### SELECTION
★ ★ ★ ★ ★ ★ ★

TL;DR
- Mapping: Schema defining document structure (similar to RDB table definitions)
- text: For full-text search, tokenized by Analyzer
- keyword: For exact value matching, sorting/aggregation
- Analyzer: Converts text into searchable tokens (use Nori for Korean)
- Denormalization: Include related data in one document since there’s no JOIN
Target Audience: Developers looking to use Elasticsearch search features Prerequisites: Core Components, basic JSON syntax
This document covers Mapping, Field Type, and Analyzer design for effectively storing and searching data in Elasticsearch.
What is Mapping?#
Why define a Mapping upfront? What happens if you index documents without a Mapping? Elasticsearch might infer “2024-01-15” as a string instead of a date, or assign a numeric ID as long type, wasting unnecessary memory. Changing the type later requires reindexing all data. Mapping is the schema definition that prevents these problems from the start.
Mapping is a schema that defines how documents and fields are stored and indexed.
RDB vs Elasticsearch#
| RDB | Elasticsearch |
|---|---|
| CREATE TABLE | PUT /index (mapping) |
| Column Type | Field Type |
| Schema Required | Dynamic Mapping possible |
| ALTER TABLE | Limited (requires reindexing) |
Mapping Example#
PUT /products
{
"mappings": {
"properties": {
"name": {
"type": "text",
"analyzer": "standard"
},
"category": {
"type": "keyword"
},
"price": {
"type": "integer"
},
"created_at": {
"type": "date"
},
"in_stock": {
"type": "boolean"
}
}
}
}Key Points
- Mapping is defined when creating an index, and field type changes are limited afterward
- Dynamic Mapping allows automatic type inference, but explicit definition is recommended for production
- Schema changes require reindexing
Field Types#
String Types#
text vs keyword#
| Property | text | keyword |
|---|---|---|
| Purpose | Full-text search | Exact value matching |
| Analysis | Tokenized by Analyzer | No analysis |
| Search | match query | term query |
| Sort/Aggregation | Not possible (by default) | Possible |
| Examples | Product description, post content | Category, status, ID |
{
"properties": {
"title": {
"type": "text" // "MacBook Pro" → ["macbook", "pro"]
},
"category": {
"type": "keyword" // "Laptop" → "Laptop" (as-is)
}
}
}Multi-field#
Index a single field in multiple ways:
{
"properties": {
"name": {
"type": "text",
"fields": {
"keyword": {
"type": "keyword" // Access via name.keyword
}
}
}
}
}# Full-text search
GET /products/_search
{ "query": { "match": { "name": "MacBook" } } }
# Exact value aggregation
GET /products/_search
{
"aggs": {
"names": { "terms": { "field": "name.keyword" } }
}
}Numeric Types#
| Type | Range | Use Case |
|---|---|---|
byte | -128 ~ 127 | Small integers |
short | -32,768 ~ 32,767 | Small integers |
integer | -2³¹ ~ 2³¹-1 | General integers |
long | -2⁶³ ~ 2⁶³-1 | Large integers, IDs |
float | 32-bit floating point | Approximate values |
double | 64-bit floating point | Precise calculations |
scaled_float | Scaled value | Prices (scaling_factor: 100) |
{
"properties": {
"price": {
"type": "scaled_float",
"scaling_factor": 100 // 23900.00 → 2390000 stored
},
"quantity": {
"type": "integer"

★ ★ ★ ★ ★ ★ ★

### PROVIDED RECORDS

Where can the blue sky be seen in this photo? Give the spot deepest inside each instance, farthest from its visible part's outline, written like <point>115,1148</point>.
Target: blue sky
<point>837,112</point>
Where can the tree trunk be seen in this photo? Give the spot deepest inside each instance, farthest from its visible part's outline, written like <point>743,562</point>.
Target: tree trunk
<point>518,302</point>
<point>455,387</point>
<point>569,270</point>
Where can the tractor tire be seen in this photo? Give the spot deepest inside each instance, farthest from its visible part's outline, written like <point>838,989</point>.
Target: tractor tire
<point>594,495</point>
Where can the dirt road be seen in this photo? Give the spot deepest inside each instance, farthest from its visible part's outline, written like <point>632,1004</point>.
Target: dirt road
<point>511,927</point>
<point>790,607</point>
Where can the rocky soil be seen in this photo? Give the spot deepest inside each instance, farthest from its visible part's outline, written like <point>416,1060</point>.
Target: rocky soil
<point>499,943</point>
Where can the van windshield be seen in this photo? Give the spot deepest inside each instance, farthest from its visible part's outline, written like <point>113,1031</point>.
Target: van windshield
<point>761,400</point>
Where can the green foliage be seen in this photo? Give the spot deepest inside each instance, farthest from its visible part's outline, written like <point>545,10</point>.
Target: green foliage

★ ★ ★ ★ ★ ★ ★

Transcribe everything in the Elasticsearch mapping guide from "- text: For" down to "from the start.".

### ANSWER FOR THE TASK
- text: For full-text search, tokenized by Analyzer
- keyword: For exact value matching, sorting/aggregation
- Analyzer: Converts text into searchable tokens (use Nori for Korean)
- Denormalization: Include related data in one document since there’s no JOIN
Target Audience: Developers looking to use Elasticsearch search features Prerequisites: Core Components, basic JSON syntax
This document covers Mapping, Field Type, and Analyzer design for effectively storing and searching data in Elasticsearch.
What is Mapping?#
Why define a Mapping upfront? What happens if you index documents without a Mapping? Elasticsearch might infer “2024-01-15” as a string instead of a date, or assign a numeric ID as long type, wasting unnecessary memory. Changing the type later requires reindexing all data. Mapping is the schema definition that prevents these problems from the start.